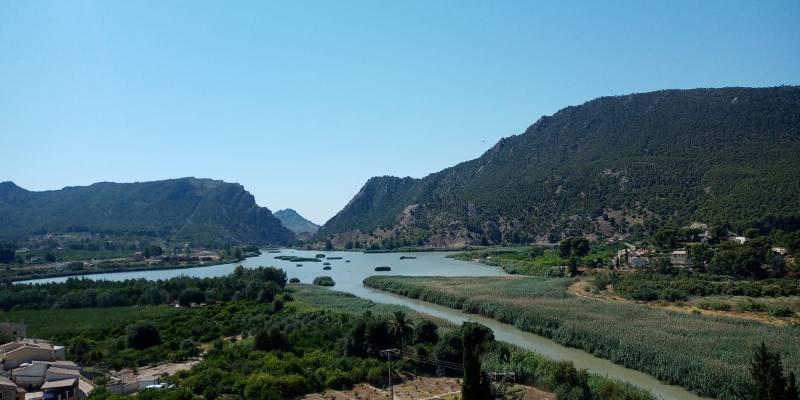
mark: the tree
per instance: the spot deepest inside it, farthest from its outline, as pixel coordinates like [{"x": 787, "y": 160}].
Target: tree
[
  {"x": 191, "y": 295},
  {"x": 271, "y": 339},
  {"x": 6, "y": 256},
  {"x": 766, "y": 371},
  {"x": 142, "y": 335},
  {"x": 573, "y": 266},
  {"x": 5, "y": 338},
  {"x": 570, "y": 383},
  {"x": 699, "y": 255},
  {"x": 476, "y": 386},
  {"x": 427, "y": 332},
  {"x": 575, "y": 246},
  {"x": 791, "y": 387},
  {"x": 666, "y": 237}
]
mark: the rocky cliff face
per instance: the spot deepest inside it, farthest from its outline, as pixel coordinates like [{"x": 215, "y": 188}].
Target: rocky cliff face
[
  {"x": 199, "y": 210},
  {"x": 600, "y": 169}
]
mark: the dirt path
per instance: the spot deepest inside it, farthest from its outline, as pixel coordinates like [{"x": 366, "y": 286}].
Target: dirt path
[
  {"x": 580, "y": 288},
  {"x": 420, "y": 388}
]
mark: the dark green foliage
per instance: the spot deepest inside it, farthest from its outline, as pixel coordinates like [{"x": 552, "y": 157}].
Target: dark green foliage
[
  {"x": 6, "y": 255},
  {"x": 573, "y": 247},
  {"x": 768, "y": 379},
  {"x": 243, "y": 284},
  {"x": 475, "y": 338},
  {"x": 698, "y": 352},
  {"x": 324, "y": 281},
  {"x": 142, "y": 335},
  {"x": 271, "y": 339},
  {"x": 686, "y": 155},
  {"x": 427, "y": 332},
  {"x": 203, "y": 211},
  {"x": 570, "y": 383},
  {"x": 191, "y": 295},
  {"x": 638, "y": 285}
]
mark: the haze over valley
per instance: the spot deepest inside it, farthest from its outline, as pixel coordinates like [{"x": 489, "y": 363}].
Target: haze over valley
[{"x": 410, "y": 200}]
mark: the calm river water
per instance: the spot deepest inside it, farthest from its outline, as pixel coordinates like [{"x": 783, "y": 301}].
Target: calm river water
[{"x": 349, "y": 275}]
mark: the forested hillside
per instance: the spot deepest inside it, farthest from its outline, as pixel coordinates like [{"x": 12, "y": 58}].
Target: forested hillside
[
  {"x": 606, "y": 167},
  {"x": 203, "y": 211},
  {"x": 296, "y": 222}
]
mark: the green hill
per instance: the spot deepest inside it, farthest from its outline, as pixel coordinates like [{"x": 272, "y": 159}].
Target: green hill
[
  {"x": 203, "y": 211},
  {"x": 601, "y": 168},
  {"x": 295, "y": 222}
]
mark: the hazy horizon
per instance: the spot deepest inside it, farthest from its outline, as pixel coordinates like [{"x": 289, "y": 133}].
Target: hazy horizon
[{"x": 302, "y": 103}]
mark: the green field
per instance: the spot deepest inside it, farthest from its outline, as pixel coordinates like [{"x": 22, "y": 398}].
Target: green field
[
  {"x": 57, "y": 323},
  {"x": 521, "y": 260},
  {"x": 526, "y": 364},
  {"x": 706, "y": 354}
]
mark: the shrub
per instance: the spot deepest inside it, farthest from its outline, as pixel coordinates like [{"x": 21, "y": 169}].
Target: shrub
[
  {"x": 781, "y": 311},
  {"x": 142, "y": 335},
  {"x": 324, "y": 281}
]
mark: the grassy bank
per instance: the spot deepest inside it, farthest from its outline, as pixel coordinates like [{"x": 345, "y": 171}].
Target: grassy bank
[
  {"x": 58, "y": 323},
  {"x": 706, "y": 354},
  {"x": 532, "y": 261},
  {"x": 530, "y": 368}
]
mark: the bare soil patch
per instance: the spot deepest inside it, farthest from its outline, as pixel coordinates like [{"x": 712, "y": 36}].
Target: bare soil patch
[{"x": 419, "y": 388}]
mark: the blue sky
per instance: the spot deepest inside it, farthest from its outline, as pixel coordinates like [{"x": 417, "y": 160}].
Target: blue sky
[{"x": 302, "y": 102}]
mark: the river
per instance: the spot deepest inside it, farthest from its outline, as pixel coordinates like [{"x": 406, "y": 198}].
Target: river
[{"x": 350, "y": 271}]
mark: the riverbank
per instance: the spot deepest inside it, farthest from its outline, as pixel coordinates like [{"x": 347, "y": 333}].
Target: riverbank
[
  {"x": 349, "y": 275},
  {"x": 706, "y": 354}
]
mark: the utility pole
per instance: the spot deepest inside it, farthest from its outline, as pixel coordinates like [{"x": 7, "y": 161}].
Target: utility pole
[{"x": 389, "y": 362}]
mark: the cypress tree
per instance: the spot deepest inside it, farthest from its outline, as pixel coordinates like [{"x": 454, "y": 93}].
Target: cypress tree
[
  {"x": 791, "y": 387},
  {"x": 476, "y": 386},
  {"x": 766, "y": 369}
]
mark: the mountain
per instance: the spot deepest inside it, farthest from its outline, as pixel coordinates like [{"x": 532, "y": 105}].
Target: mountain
[
  {"x": 603, "y": 168},
  {"x": 203, "y": 211},
  {"x": 295, "y": 222}
]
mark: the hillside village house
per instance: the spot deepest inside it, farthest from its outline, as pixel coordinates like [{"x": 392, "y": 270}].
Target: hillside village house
[
  {"x": 14, "y": 354},
  {"x": 10, "y": 391},
  {"x": 38, "y": 370},
  {"x": 14, "y": 330},
  {"x": 633, "y": 258}
]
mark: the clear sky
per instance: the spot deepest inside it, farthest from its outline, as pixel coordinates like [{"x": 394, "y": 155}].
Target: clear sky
[{"x": 302, "y": 102}]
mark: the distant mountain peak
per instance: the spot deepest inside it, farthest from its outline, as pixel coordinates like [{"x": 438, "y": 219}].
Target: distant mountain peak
[
  {"x": 203, "y": 211},
  {"x": 599, "y": 169},
  {"x": 295, "y": 222}
]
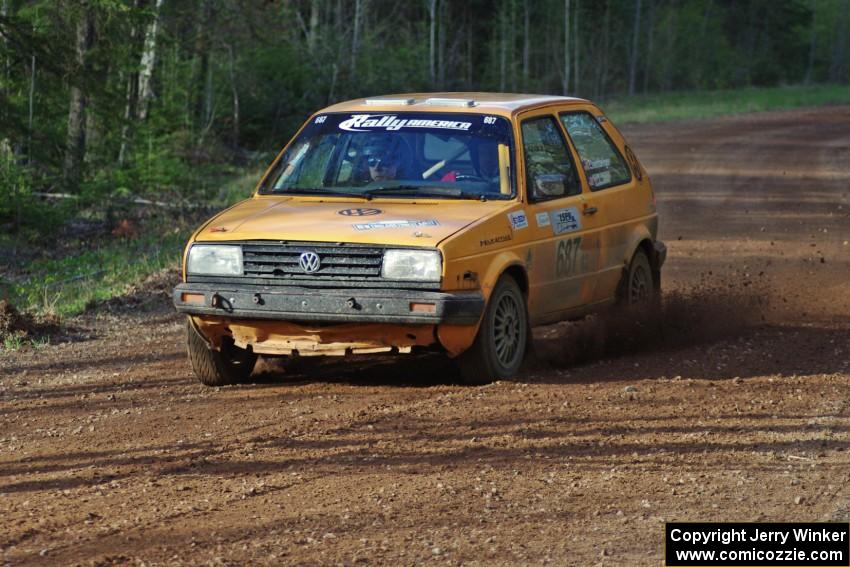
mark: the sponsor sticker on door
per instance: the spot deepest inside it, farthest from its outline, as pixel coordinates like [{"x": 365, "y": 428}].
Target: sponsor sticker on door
[
  {"x": 518, "y": 220},
  {"x": 565, "y": 220}
]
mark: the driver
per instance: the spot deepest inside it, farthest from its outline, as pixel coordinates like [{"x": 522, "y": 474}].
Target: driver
[
  {"x": 385, "y": 156},
  {"x": 485, "y": 161}
]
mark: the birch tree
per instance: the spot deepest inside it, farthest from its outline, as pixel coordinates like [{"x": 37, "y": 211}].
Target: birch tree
[
  {"x": 566, "y": 47},
  {"x": 147, "y": 62},
  {"x": 75, "y": 144},
  {"x": 634, "y": 54}
]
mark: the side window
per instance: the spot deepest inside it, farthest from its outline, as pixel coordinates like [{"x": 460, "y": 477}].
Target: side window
[
  {"x": 550, "y": 172},
  {"x": 603, "y": 165}
]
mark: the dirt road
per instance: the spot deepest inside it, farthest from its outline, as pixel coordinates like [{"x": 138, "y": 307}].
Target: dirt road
[{"x": 110, "y": 453}]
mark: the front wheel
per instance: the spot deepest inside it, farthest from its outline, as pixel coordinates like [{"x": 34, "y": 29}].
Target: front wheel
[
  {"x": 500, "y": 345},
  {"x": 228, "y": 365}
]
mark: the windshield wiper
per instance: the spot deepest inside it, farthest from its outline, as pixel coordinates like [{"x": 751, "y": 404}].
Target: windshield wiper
[
  {"x": 322, "y": 191},
  {"x": 450, "y": 192}
]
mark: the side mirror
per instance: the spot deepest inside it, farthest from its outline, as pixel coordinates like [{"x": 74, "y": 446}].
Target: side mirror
[{"x": 549, "y": 185}]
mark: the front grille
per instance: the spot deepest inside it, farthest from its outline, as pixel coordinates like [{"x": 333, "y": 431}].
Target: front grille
[
  {"x": 275, "y": 263},
  {"x": 339, "y": 262}
]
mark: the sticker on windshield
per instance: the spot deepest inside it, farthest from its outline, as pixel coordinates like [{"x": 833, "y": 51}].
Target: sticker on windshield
[
  {"x": 366, "y": 122},
  {"x": 359, "y": 212},
  {"x": 395, "y": 224},
  {"x": 518, "y": 220},
  {"x": 565, "y": 220}
]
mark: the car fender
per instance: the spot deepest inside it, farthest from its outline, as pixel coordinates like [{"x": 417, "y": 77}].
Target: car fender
[
  {"x": 640, "y": 234},
  {"x": 457, "y": 338}
]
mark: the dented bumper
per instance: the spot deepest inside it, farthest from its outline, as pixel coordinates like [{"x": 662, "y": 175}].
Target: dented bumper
[{"x": 409, "y": 307}]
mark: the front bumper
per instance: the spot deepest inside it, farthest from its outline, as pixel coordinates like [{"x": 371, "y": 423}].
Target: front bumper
[
  {"x": 329, "y": 305},
  {"x": 660, "y": 254}
]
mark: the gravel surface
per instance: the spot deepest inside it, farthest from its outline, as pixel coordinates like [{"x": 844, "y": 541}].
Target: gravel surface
[{"x": 735, "y": 407}]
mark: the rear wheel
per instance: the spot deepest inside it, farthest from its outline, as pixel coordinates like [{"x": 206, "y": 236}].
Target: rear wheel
[
  {"x": 638, "y": 288},
  {"x": 500, "y": 345},
  {"x": 228, "y": 365}
]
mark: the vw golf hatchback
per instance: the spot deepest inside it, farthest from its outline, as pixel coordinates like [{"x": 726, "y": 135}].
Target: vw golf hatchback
[{"x": 451, "y": 222}]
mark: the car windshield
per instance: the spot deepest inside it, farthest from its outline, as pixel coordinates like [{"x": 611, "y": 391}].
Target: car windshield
[{"x": 399, "y": 154}]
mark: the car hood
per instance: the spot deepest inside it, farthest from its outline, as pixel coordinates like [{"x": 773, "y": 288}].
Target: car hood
[{"x": 407, "y": 223}]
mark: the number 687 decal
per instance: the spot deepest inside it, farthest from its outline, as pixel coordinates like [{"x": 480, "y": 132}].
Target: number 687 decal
[{"x": 566, "y": 257}]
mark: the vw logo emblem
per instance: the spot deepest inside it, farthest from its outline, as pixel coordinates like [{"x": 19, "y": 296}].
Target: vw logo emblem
[
  {"x": 359, "y": 212},
  {"x": 309, "y": 262}
]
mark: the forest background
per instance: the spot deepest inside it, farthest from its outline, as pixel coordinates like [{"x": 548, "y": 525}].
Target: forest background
[{"x": 124, "y": 122}]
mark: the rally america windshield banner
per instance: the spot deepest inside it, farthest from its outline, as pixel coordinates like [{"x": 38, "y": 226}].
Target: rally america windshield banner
[{"x": 477, "y": 125}]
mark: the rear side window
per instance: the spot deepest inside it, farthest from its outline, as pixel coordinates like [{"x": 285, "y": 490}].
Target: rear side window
[
  {"x": 603, "y": 165},
  {"x": 550, "y": 172}
]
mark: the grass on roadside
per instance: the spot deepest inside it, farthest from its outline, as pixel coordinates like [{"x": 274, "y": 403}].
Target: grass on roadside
[
  {"x": 706, "y": 104},
  {"x": 65, "y": 286}
]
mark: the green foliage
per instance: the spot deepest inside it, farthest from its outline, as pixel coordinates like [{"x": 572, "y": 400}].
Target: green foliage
[{"x": 65, "y": 286}]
____________
- _Given exercise_: Set down, unchanged, the line that contains "mark: the rear side window" together with every later line in the records, through the last one.

- _Task output_:
mark: the rear side window
per instance: the spot deepest inside it, farthest from its outline, as pixel coordinates like [{"x": 285, "y": 490}].
Target: rear side window
[
  {"x": 603, "y": 165},
  {"x": 550, "y": 172}
]
mark: the grass on roadside
per instance: the spot deepest inside it, farthest from its outline, as pixel coordinates like [{"x": 274, "y": 403}].
Target: grass on roadside
[
  {"x": 706, "y": 104},
  {"x": 65, "y": 286}
]
mark: the green foliage
per instance: the spot deepest inside it, farthest from its outline, as pixel coordinates like [{"x": 572, "y": 400}].
Target: green foliage
[{"x": 65, "y": 286}]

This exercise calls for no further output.